> Brief A: List every distinct year that appears in the excerpt below on Ellen Rometsch and the FBI files.

> Provided passage:

▼

The newspaper went on to explain that it has a copy of a 478-page file with the code number 105-122316, that was produced by the FBI on Rometsch, although much of it has been redacted. The most interesting thing about this file is that the FBI investigators were in contact with Rometsch from July 1963 to 1987. The newspaper has also investigated her links with East German intelligence: "In the archives of the Stasi documentation authority, there is not a single record in the intelligence files about the members of the family of Ellen Rometsch, who once lived in Saxony. Together with the findings of the Western intelligence services, therefore, everything speaks for the fact that the former East German citizen has never spied for the East." (19)
Primary Sources
(1) Russell Kirk, Political Errors at the End of the Twentieth Century (1991)
During the Kennedy and Johnson Administrations, probably the richest man in the Senate was the most corrupt of senators: Kerr of Oklahoma, whose devious enriching ways are candidly described by his lieutenant, Bobby Baker, in the latter scoundrel's memoirs. To perceive how deep in peculation was President Johnson himself, assisted by his agents Bobby Baker and Billy Sol Estes, one may turn to the recent memoirs of a Republican of integrity, Senator Carl Curtis, entitled Forty Years Against the Tide.
(2) FBI memo (26th October, 1963)
Information has been developed that pertains to possible questionable activities on the part of high government officials. It was also alleged that the President and the Attorney General had availed themselves of services of playgirls.

▲

> Brief B: In the records, rewrite the lines starting at the one containing "113, row 468." and ending at the one containing "column 413, row 222", substituting "point" for "marker" and keeping everything else the same.

> Records provided:

▼

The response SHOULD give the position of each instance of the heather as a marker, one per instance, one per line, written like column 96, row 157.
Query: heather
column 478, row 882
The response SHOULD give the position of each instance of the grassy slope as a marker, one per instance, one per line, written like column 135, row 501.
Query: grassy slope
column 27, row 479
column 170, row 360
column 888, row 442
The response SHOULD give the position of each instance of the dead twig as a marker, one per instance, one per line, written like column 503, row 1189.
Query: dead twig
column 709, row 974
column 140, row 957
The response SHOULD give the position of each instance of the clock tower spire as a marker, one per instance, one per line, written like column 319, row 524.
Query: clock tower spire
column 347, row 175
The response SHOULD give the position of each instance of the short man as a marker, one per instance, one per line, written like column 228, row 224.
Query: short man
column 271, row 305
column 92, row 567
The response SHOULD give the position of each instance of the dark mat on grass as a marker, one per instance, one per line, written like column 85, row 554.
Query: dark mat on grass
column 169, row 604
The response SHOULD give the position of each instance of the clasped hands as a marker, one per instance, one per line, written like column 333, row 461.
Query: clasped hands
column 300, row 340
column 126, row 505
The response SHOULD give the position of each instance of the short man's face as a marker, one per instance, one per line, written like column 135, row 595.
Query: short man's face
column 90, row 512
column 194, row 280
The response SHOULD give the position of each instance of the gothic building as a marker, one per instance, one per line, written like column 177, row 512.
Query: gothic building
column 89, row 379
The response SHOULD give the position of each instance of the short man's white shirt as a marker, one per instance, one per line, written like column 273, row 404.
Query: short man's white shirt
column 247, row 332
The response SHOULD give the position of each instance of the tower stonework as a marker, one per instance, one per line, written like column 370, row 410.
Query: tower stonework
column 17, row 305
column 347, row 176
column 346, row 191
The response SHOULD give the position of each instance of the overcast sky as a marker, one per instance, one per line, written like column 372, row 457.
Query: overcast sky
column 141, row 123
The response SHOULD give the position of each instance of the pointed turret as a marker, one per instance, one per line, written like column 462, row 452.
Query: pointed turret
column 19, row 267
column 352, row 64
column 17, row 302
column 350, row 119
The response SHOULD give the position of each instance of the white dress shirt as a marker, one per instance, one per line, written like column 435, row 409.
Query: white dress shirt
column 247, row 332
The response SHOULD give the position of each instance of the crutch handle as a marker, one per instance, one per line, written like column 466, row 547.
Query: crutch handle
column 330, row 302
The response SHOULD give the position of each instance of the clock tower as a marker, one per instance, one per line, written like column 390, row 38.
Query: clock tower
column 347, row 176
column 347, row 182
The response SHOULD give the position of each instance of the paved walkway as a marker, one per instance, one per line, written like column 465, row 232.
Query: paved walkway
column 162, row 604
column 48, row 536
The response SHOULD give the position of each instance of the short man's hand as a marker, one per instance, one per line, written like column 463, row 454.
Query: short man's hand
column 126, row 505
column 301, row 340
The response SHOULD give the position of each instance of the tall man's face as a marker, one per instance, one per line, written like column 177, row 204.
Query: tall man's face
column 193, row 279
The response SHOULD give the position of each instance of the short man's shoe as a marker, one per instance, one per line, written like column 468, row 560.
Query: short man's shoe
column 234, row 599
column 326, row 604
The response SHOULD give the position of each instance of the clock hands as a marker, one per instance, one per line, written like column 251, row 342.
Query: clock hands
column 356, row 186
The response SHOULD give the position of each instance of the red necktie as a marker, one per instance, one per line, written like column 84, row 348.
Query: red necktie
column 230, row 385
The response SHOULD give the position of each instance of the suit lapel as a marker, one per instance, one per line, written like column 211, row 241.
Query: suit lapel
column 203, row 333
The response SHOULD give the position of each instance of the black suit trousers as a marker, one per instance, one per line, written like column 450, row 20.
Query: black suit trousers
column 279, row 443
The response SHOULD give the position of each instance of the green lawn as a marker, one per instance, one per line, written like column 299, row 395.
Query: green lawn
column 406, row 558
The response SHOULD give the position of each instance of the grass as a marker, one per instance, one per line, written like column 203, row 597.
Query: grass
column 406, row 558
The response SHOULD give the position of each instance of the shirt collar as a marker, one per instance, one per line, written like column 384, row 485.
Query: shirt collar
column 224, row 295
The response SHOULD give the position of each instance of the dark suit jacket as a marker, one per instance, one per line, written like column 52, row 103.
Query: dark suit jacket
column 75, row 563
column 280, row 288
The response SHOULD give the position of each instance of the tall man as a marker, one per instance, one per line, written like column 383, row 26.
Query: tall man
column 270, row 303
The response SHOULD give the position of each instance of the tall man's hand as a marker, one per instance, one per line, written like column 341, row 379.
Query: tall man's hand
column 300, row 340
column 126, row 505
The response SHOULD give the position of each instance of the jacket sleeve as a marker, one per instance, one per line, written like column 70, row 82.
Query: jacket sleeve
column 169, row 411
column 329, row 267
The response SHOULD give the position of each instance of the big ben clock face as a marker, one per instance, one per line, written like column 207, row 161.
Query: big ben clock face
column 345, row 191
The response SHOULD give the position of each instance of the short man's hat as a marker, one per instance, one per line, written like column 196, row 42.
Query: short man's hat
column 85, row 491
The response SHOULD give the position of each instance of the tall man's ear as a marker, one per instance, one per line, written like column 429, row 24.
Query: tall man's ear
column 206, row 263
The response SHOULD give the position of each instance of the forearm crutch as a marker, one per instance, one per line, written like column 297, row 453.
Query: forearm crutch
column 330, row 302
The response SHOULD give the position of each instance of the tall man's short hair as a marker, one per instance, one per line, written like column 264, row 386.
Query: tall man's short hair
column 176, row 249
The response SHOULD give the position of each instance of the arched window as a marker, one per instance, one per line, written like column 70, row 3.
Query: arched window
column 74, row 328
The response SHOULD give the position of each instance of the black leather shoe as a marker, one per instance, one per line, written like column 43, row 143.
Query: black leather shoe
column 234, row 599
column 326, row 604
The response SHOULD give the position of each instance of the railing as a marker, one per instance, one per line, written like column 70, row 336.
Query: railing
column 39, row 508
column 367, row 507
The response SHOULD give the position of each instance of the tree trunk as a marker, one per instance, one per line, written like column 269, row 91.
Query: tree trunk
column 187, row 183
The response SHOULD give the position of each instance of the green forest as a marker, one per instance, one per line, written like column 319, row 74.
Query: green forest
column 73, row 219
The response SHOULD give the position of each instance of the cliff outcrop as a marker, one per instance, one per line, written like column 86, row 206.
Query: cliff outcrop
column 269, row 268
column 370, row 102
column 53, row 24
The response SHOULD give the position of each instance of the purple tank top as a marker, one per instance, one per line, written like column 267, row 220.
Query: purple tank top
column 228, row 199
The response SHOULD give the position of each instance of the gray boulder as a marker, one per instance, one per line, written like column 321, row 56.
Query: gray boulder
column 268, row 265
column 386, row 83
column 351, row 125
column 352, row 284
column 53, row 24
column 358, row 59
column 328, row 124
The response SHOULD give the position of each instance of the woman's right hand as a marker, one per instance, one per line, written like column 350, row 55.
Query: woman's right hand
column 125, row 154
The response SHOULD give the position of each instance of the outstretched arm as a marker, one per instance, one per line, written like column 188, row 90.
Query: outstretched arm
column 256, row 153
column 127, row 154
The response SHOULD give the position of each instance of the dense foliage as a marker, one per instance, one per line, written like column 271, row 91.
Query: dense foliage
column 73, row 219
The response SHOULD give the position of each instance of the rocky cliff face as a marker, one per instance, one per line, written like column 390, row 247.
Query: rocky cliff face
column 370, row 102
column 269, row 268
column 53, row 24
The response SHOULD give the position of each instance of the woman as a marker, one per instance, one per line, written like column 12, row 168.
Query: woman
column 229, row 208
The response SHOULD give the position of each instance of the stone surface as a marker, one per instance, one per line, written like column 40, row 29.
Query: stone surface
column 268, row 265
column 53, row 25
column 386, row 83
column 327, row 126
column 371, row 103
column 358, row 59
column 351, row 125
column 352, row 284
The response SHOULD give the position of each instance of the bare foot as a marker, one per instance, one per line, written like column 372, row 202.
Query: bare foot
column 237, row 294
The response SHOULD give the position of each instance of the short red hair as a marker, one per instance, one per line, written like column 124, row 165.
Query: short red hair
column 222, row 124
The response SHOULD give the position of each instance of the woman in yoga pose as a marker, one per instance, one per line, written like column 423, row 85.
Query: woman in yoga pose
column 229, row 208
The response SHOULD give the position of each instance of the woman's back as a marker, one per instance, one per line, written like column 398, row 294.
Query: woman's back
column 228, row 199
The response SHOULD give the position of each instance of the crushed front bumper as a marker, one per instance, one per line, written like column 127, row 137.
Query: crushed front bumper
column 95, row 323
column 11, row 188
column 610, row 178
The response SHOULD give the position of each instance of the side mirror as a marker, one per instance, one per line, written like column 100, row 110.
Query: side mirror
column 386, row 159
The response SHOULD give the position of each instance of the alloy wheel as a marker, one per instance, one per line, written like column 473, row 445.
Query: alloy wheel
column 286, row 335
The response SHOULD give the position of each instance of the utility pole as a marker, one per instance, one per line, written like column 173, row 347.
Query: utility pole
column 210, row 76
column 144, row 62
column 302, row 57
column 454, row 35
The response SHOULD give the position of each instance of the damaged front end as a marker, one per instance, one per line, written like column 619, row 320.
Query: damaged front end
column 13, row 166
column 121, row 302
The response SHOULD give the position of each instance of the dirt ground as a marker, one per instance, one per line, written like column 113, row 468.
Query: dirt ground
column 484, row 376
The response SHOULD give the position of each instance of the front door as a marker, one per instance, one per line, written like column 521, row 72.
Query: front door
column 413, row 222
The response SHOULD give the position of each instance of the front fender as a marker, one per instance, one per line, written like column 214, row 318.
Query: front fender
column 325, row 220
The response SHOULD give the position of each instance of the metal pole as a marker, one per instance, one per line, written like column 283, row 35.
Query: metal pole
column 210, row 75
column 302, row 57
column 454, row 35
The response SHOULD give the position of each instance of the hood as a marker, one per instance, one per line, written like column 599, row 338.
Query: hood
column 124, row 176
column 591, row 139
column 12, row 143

▲

> Complete output A:
1963
1987
1991

> Complete output B:
The response SHOULD give the position of each instance of the dirt ground as a point, one per instance, one per line, written like column 113, row 468.
Query: dirt ground
column 484, row 376
The response SHOULD give the position of each instance of the front door as a point, one per instance, one per line, written like column 521, row 72.
Query: front door
column 413, row 222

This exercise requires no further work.